== What you should do ==
The stretch wanted below opens at the line containing "Q: For every instance of the glass" and closes at the line containing "Target: beige concrete wall". Please return it exactly, with no other lines.

== Information given ==

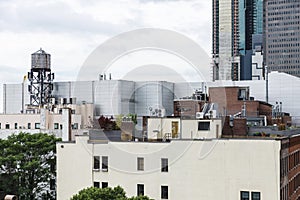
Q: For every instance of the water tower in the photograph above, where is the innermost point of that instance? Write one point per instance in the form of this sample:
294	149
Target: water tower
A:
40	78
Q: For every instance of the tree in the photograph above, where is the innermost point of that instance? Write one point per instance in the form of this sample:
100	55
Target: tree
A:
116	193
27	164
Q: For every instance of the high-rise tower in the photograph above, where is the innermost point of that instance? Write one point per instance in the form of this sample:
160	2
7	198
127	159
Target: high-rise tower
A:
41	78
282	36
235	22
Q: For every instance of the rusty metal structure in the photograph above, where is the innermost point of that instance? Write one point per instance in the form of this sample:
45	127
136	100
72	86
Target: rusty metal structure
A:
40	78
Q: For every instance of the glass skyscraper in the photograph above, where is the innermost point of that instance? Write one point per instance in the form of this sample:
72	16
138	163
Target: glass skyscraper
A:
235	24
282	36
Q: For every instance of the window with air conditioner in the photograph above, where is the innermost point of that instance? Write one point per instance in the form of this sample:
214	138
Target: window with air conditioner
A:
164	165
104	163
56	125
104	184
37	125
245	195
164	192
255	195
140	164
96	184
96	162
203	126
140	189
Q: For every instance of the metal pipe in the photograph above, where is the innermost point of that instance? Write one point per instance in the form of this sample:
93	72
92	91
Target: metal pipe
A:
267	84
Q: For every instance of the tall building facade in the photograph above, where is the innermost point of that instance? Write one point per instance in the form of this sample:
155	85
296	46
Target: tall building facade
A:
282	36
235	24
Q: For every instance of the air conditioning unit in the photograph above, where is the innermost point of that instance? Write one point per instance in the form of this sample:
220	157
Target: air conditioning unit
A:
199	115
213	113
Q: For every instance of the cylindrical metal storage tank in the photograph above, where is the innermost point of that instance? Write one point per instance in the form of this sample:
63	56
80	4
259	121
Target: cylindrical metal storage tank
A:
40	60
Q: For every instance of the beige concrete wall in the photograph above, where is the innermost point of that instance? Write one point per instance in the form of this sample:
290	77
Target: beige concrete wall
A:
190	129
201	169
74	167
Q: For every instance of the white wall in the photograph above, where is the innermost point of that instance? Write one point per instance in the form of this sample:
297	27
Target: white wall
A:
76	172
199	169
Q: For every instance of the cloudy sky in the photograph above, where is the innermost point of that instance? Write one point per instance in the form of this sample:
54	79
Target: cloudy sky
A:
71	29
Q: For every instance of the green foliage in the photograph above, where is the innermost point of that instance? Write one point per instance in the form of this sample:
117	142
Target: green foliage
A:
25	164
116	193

--

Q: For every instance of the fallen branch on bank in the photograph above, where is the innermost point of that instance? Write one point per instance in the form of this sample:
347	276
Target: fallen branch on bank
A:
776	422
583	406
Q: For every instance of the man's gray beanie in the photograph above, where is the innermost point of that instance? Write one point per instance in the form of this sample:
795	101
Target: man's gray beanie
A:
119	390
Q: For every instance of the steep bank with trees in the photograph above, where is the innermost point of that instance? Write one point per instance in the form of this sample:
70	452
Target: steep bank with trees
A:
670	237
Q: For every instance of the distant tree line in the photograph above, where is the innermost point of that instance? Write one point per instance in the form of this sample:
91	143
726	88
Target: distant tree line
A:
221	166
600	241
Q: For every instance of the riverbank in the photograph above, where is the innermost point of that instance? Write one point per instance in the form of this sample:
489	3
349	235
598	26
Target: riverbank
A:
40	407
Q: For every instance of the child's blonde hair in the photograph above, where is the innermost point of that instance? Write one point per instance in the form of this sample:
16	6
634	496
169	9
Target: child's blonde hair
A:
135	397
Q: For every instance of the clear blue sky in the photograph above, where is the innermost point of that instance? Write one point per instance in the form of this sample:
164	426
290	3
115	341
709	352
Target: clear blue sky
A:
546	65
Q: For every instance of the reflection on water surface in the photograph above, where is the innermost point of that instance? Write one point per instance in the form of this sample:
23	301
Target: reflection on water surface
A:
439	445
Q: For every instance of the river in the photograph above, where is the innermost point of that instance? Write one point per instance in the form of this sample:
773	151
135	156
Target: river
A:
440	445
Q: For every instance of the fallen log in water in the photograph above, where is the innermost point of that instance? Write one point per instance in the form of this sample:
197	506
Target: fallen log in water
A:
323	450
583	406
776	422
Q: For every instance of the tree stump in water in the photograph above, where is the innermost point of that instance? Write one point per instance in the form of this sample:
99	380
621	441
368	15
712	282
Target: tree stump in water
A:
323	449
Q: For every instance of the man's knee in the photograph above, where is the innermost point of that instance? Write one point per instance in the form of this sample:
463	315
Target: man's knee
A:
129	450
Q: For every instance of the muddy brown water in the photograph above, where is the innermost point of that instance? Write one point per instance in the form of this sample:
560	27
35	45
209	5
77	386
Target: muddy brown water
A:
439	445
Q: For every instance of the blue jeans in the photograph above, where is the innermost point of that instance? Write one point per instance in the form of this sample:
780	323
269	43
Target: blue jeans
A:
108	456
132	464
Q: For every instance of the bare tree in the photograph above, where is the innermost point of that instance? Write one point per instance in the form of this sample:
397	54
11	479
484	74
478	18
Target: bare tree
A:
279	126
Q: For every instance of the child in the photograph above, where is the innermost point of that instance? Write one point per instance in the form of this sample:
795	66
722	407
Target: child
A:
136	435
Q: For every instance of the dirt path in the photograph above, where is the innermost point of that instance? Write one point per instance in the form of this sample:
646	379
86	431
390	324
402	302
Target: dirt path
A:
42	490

...

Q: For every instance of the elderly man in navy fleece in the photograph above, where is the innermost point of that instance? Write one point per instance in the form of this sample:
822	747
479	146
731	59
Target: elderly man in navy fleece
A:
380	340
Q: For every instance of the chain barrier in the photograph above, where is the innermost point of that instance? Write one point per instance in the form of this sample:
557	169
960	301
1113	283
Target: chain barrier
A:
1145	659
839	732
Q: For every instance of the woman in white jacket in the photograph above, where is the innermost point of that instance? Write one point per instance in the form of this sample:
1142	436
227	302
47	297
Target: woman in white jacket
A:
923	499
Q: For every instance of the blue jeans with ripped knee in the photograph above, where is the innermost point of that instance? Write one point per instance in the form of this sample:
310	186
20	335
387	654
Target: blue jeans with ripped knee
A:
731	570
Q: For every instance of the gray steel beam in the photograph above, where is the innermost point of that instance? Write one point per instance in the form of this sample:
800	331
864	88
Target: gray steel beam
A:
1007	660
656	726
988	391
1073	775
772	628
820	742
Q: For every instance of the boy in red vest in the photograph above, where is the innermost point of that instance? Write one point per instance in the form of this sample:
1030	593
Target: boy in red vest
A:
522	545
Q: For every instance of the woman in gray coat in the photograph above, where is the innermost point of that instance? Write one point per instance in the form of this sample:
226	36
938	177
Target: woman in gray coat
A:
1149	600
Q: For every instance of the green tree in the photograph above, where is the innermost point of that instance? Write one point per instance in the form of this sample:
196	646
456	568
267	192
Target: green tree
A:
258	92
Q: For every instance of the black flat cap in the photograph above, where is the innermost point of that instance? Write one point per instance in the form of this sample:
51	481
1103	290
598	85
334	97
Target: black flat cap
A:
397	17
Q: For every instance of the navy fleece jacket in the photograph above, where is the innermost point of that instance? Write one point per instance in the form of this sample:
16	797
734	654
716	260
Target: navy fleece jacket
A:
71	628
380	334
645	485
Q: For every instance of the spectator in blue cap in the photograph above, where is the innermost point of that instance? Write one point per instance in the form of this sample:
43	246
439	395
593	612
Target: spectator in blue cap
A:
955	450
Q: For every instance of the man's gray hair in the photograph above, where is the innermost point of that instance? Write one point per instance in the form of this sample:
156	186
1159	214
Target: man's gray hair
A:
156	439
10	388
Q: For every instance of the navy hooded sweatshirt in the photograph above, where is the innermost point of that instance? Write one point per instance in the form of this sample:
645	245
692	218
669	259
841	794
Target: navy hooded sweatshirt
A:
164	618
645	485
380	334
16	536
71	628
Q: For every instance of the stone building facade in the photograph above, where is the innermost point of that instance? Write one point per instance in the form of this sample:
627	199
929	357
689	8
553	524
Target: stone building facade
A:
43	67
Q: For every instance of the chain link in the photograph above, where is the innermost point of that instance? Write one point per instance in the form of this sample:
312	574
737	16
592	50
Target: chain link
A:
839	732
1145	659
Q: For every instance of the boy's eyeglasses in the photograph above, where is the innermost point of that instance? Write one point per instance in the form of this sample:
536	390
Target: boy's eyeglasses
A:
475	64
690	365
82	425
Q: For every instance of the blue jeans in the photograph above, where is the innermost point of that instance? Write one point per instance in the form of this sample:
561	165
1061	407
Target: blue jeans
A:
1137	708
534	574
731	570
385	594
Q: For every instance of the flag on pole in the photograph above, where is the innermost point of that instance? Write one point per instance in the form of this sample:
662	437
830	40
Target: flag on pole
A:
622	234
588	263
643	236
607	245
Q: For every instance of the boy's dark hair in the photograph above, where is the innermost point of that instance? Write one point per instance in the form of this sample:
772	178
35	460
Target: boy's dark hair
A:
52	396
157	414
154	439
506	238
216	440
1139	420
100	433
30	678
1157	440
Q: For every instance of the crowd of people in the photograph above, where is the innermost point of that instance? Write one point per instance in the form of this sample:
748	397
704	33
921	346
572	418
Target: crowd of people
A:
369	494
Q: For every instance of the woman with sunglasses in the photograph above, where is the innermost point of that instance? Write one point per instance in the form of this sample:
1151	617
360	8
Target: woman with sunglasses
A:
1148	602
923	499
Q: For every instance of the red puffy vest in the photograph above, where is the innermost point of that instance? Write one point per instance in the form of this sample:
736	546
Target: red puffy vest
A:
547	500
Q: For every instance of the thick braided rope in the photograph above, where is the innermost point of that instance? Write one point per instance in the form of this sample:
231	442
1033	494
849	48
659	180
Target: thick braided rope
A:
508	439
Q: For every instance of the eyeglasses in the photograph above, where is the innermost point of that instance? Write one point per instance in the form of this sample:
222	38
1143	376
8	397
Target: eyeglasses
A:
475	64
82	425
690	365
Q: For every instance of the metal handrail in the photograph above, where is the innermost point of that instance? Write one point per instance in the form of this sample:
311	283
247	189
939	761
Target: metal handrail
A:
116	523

== Answer box ==
Q: For every instance of the glass skyscraper in the photograph above, where is the innermost point of that instance? Write one point per instance in the form of this sample:
72	16
138	163
Target: glass skyscraper
A:
235	24
282	36
Q: For every instance of the window with air conditioner in the photograph above, where is the innermost point of that instance? Write one point per instance in the form of this sample:
214	138
Target: window with air conditioner
A:
164	165
104	163
56	125
104	184
37	125
245	195
164	192
255	195
140	164
96	184
96	162
203	126
140	189
Q: For every instance of the metal pipe in the photograph above, where is the innermost point of that instance? Write one point per instance in the form of this sample:
93	72
92	91
Target: metal pipe
A:
267	84
Q: For every instance of the tall building facade in the photograph above, where is the innermost point of that instance? Write one point per instance in the form of this sample:
155	85
296	46
Target: tall building facade
A:
282	36
235	24
Q: For every instance of the air conditioning unit in the photograph above, where is the innermost point of that instance? Write one point per instance in the form of this sample:
220	157
Target: air conditioning unit
A:
199	115
213	113
Q: For every instance of the cylindrical metal storage tank in the photograph above, where is the innermost point of that instance? Write one point per instance in the form of this sample:
63	56
80	4
259	121
Target: cylindrical metal storage tank
A:
40	60
Q: For every instance of the beige concrete wall in the photograph above, where is the innermost point of that instance? Write one point per instance in the form of this sample:
290	77
Target: beige concrete wall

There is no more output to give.